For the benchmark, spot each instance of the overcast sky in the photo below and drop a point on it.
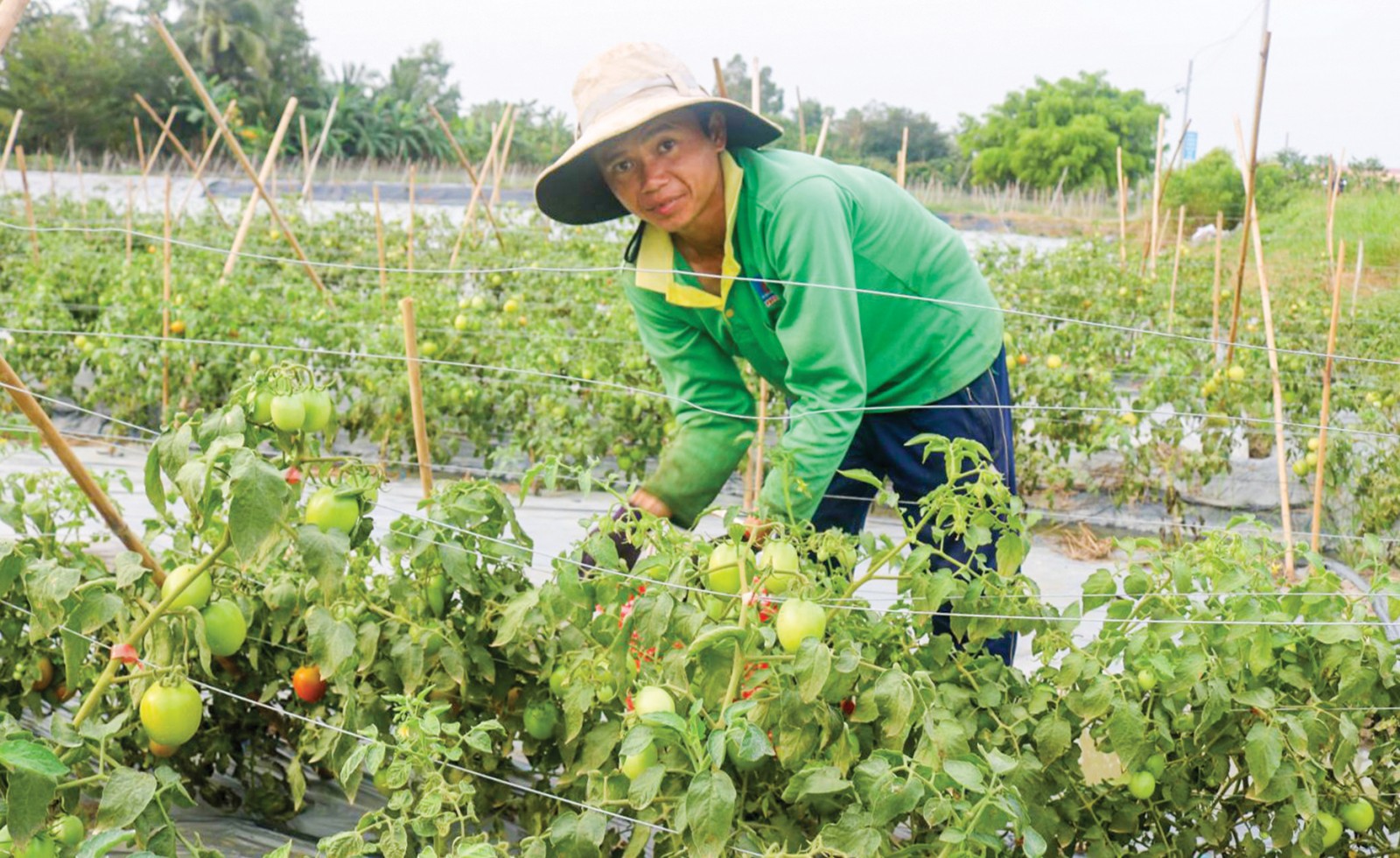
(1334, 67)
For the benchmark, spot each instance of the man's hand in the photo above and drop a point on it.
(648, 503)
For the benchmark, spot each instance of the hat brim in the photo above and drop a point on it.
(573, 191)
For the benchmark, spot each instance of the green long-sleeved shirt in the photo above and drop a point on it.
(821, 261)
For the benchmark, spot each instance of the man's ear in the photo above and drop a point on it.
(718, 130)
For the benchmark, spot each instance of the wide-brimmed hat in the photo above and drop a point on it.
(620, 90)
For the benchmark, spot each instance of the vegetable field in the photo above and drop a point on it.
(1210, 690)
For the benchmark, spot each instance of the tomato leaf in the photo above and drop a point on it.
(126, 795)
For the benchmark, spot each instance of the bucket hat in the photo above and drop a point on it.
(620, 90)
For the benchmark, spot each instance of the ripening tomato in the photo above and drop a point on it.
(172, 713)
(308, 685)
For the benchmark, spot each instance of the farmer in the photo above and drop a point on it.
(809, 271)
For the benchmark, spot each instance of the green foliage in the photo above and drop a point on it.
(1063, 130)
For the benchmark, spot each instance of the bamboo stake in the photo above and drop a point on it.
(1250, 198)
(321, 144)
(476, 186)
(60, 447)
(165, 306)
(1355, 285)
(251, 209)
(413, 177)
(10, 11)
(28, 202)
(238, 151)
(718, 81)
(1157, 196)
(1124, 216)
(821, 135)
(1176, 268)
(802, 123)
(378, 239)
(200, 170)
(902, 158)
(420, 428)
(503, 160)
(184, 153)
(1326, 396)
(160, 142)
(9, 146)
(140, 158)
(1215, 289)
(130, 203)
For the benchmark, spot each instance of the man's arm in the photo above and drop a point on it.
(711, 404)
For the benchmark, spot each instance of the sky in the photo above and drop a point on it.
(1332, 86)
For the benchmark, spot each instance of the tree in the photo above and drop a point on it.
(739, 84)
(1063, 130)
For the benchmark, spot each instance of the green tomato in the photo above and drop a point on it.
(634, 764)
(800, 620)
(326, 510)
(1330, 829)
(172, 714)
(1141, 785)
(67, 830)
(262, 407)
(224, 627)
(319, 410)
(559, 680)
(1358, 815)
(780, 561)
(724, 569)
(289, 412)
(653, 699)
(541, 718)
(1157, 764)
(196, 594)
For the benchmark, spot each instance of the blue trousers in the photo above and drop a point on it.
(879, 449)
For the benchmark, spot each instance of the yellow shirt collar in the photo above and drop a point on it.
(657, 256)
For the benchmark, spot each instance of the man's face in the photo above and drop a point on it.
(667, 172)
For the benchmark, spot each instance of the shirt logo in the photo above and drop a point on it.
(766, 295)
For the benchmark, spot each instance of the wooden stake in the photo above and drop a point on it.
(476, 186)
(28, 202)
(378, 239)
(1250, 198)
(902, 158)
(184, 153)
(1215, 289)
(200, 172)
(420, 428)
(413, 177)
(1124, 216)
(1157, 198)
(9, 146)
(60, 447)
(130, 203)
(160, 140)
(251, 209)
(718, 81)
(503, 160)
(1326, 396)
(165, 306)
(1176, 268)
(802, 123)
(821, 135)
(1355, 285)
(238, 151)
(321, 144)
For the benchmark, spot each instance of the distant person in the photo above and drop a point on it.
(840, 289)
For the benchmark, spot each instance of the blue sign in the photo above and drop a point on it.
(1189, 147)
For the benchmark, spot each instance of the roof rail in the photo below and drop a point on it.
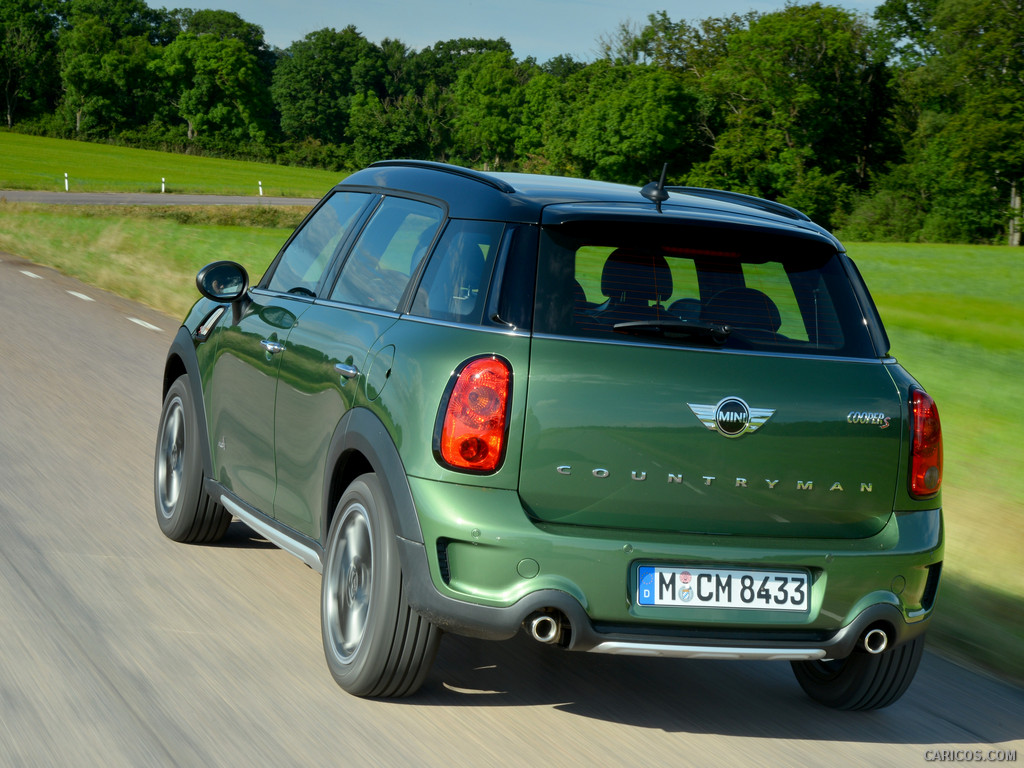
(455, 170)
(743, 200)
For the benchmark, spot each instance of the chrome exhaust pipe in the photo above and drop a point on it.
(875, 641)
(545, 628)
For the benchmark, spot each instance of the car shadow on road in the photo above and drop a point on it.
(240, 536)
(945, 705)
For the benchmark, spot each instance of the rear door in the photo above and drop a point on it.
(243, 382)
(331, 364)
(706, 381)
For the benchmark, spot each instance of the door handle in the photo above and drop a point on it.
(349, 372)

■ Exercise
Could you write out, word for word, the part of the material that opens with the line containing "For the benchmark, spot each instance of the blue trousers" and closes with the line containing "(1189, 147)", including both of those lines?

■ Exercise response
For the benchmark, spot each instance of the blue trousers in the photo above and drop a point on it.
(879, 449)
For the benchmark, spot each instance of the yellow shirt collar in the photo above and drop a point on it.
(657, 256)
For the benchmark, spot each instance of the man's face in the photo above and drop a point on it.
(667, 172)
For the benchmark, spot each instance of the shirt logo in the photo above and drop a point on it.
(766, 295)
For the benchmark, spot each instance of the wooden stake in the photo above and drop a point on it.
(476, 186)
(28, 202)
(378, 239)
(1250, 198)
(902, 158)
(184, 153)
(1215, 289)
(200, 172)
(420, 428)
(413, 177)
(1124, 216)
(1157, 198)
(9, 146)
(60, 447)
(130, 203)
(160, 140)
(251, 209)
(718, 81)
(503, 160)
(1326, 396)
(165, 306)
(1176, 268)
(802, 123)
(821, 135)
(1355, 285)
(238, 151)
(321, 144)
For the benchmark, spot each instance of the distant person in the photo above and drop a point on it.
(840, 289)
For the benchmark, spot each instance of the blue sign in the photo above and drop a point on it.
(1189, 147)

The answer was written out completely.